* _WHAT TO WORK ON_
Repeat the listing exactly as given, omitting every image.

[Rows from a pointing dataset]
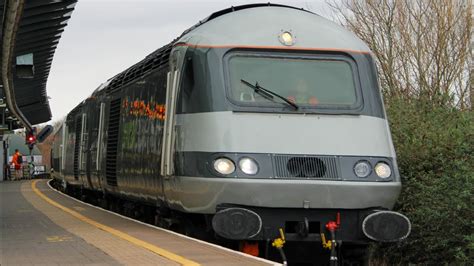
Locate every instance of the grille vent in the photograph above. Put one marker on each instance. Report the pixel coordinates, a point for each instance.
(159, 58)
(112, 142)
(77, 146)
(308, 167)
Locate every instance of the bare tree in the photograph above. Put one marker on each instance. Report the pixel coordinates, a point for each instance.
(423, 48)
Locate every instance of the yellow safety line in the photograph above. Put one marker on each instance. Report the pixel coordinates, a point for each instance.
(122, 235)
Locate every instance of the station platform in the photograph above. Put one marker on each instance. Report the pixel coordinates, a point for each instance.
(41, 226)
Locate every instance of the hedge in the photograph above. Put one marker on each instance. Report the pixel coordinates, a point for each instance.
(434, 146)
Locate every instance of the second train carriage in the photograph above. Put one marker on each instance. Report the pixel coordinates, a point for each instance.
(260, 117)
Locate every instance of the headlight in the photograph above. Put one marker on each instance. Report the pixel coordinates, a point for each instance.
(248, 166)
(224, 166)
(383, 170)
(362, 169)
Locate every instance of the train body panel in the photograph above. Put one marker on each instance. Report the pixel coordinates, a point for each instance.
(203, 195)
(284, 134)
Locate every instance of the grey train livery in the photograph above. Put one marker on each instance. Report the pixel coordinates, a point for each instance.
(259, 118)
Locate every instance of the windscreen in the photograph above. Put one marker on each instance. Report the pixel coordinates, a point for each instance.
(310, 82)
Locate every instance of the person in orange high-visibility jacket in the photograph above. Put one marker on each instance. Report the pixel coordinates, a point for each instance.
(16, 162)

* _ANSWER IN FULL_
Locate every instance of the grille vent in the photograph above. Put one marker on each instance. Report the pixel coordinates, a point for each instance.
(159, 58)
(112, 142)
(77, 146)
(308, 167)
Locate every instance of the bare tree in the photograph above. Put one marker on each instance. Report the pixel coordinates, a point for each instance.
(423, 48)
Locate every instance of the yellow safety line in the photograph above. Put one marker on each instance. Report the pixel coordinates, a point for each instance.
(122, 235)
Locate every instance of the station platform in the photograph above. Put one marker on each instance. Report the pixel coordinates, a point for each instance.
(41, 226)
Locate every instance of the hedge in the photograph above. Put one marker on each instance. Report the pixel coordinates, a point for each instance.
(434, 146)
Locate every instance of the second train carriage in the photograph above. Put one marker on each instance. Report the pixel coordinates, a point for each instance.
(260, 117)
Locate every instance of the headlight in the photograph above. Put one marker on each instance. Report the pixel coordinates, a point for each instance.
(248, 166)
(224, 166)
(383, 170)
(362, 169)
Locate every instance of the train body panel in the photograph above. Put one marker on each instance. Report the pixel coordinates, a point for each instance.
(203, 195)
(284, 134)
Locate every instance of the grey train livery in the photograph above. Put one marker on each instance. Report the pixel coordinates, a point for each instance.
(259, 118)
Locate every instance of the windscreen in the photograph above. Put one marker on each instance. Report the pixel coordinates, a point for each instance.
(310, 82)
Locate every instance of the person in orange high-visibility jacket in the photograph above. Put one marker on each instance. Report the pixel coordinates, a point for each instance.
(16, 162)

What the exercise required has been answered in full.